Copy out every line of the listing below word for word, leaving out the pictures.
____________________
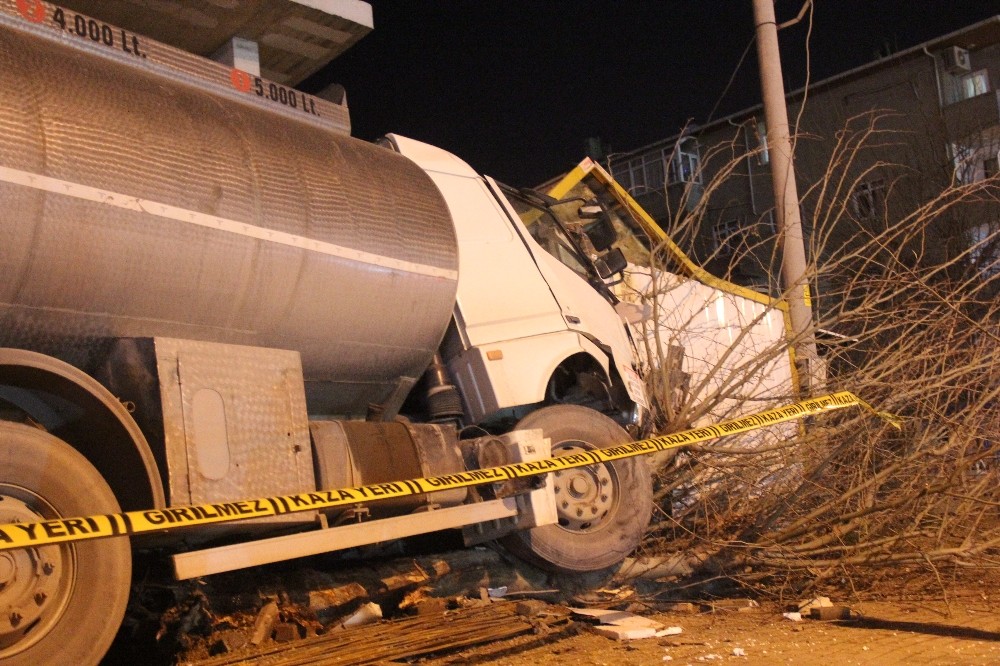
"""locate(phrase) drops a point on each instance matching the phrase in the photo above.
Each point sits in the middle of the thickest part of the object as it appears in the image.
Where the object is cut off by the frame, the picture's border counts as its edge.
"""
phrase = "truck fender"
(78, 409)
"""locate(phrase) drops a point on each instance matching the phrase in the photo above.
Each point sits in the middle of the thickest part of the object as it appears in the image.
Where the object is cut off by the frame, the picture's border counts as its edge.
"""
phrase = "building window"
____________________
## Full answer
"""locate(phrase) drops a point on each instance matching the phrase in the photo above.
Each point sits in the middle of the thickest part of the object as it appears in the image.
Where the object is cut off by the frame, the picture's border counts as its edge.
"""
phrase = "truck fender"
(78, 409)
"""locate(phrase) drops a point on each instance matching the phrase in the photo above.
Each point sits in the middle of the thickest part of the object as it appears in the image.
Where the object is cut off by the frame, the picture's border counts as its edge.
"""
phrase = "building window"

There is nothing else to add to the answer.